### Your task
Transcribe all records below exactly, without images.

### Information shown
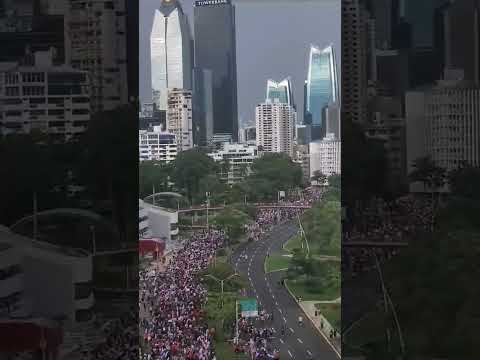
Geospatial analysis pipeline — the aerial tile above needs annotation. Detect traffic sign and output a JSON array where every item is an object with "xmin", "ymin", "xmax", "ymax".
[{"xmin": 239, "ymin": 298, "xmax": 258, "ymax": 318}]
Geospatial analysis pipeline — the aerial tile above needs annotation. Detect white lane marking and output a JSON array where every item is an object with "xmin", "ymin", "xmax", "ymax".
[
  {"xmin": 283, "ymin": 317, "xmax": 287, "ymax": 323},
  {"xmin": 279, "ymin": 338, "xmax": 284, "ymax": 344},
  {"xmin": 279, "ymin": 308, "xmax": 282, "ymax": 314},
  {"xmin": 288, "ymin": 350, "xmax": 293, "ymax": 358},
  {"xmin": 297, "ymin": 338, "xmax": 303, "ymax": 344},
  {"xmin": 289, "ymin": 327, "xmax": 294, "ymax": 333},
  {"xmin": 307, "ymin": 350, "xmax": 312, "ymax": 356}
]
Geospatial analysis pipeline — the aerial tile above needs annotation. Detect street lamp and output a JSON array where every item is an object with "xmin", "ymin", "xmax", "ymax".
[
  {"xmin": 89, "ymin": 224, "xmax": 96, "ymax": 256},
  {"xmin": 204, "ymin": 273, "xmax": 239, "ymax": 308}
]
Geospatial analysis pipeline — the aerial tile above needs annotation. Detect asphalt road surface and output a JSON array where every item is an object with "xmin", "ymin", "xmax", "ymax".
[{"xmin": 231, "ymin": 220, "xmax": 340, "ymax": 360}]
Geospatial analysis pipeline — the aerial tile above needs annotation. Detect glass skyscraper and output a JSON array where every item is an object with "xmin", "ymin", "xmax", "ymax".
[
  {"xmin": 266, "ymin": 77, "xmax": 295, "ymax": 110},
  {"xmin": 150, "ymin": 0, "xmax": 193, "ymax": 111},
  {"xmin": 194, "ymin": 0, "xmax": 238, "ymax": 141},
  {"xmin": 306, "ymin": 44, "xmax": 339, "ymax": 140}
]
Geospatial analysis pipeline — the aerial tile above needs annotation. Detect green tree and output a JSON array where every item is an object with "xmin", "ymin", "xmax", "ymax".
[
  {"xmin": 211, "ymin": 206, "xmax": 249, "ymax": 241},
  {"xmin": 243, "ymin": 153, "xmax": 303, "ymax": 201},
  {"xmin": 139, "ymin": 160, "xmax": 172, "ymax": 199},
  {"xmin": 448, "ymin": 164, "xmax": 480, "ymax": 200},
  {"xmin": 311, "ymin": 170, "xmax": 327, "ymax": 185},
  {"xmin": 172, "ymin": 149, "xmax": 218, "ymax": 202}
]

### Task solution
Geospatial analysis pipeline — the aerial tile above needs annotation. Detect traffic sign and output a JSON array where every item is an object with "xmin", "ymin", "xmax", "ymax".
[{"xmin": 239, "ymin": 298, "xmax": 258, "ymax": 318}]
Geospatial analysis pipeline — the aerial tile above needs annotation. Detect white lane marking and output a JSON array where every item is an object with "xmin", "ymin", "xmax", "ymax".
[
  {"xmin": 283, "ymin": 317, "xmax": 287, "ymax": 323},
  {"xmin": 279, "ymin": 338, "xmax": 284, "ymax": 344},
  {"xmin": 279, "ymin": 308, "xmax": 282, "ymax": 314},
  {"xmin": 288, "ymin": 350, "xmax": 293, "ymax": 358},
  {"xmin": 297, "ymin": 338, "xmax": 303, "ymax": 344},
  {"xmin": 289, "ymin": 327, "xmax": 294, "ymax": 333},
  {"xmin": 307, "ymin": 350, "xmax": 312, "ymax": 356}
]
Geospatial analysis pipeline — the aerial tile above needs annotation. Detect street lamp and output a JSON array where every item is an object with "xmin", "ymin", "xmax", "ymax".
[
  {"xmin": 89, "ymin": 224, "xmax": 96, "ymax": 256},
  {"xmin": 204, "ymin": 273, "xmax": 239, "ymax": 308}
]
Geospatial analysis pipeline — the aerial tile above needs annotation. Detect asphalt road surface and output a JSON array where every item is an object with "xmin", "ymin", "xmax", "ymax".
[{"xmin": 231, "ymin": 220, "xmax": 340, "ymax": 360}]
Geospatial analysis pipeline — the aerial tile above needs annotation. Detect glass skyscraper and output a JSON array where every item is an object with "xmin", "ymin", "xmax", "ymax".
[
  {"xmin": 266, "ymin": 77, "xmax": 295, "ymax": 110},
  {"xmin": 150, "ymin": 0, "xmax": 193, "ymax": 111},
  {"xmin": 194, "ymin": 0, "xmax": 238, "ymax": 141},
  {"xmin": 306, "ymin": 44, "xmax": 339, "ymax": 140}
]
Geospatial analysis pipeline — the aerial tile above needs annotation. Detect green tree and output a JSON array where every item is an object with "xmin", "ymin", "xmax", "ymax".
[
  {"xmin": 211, "ymin": 206, "xmax": 249, "ymax": 241},
  {"xmin": 243, "ymin": 153, "xmax": 303, "ymax": 201},
  {"xmin": 139, "ymin": 160, "xmax": 172, "ymax": 199},
  {"xmin": 448, "ymin": 164, "xmax": 480, "ymax": 200},
  {"xmin": 311, "ymin": 170, "xmax": 327, "ymax": 185},
  {"xmin": 172, "ymin": 149, "xmax": 218, "ymax": 202}
]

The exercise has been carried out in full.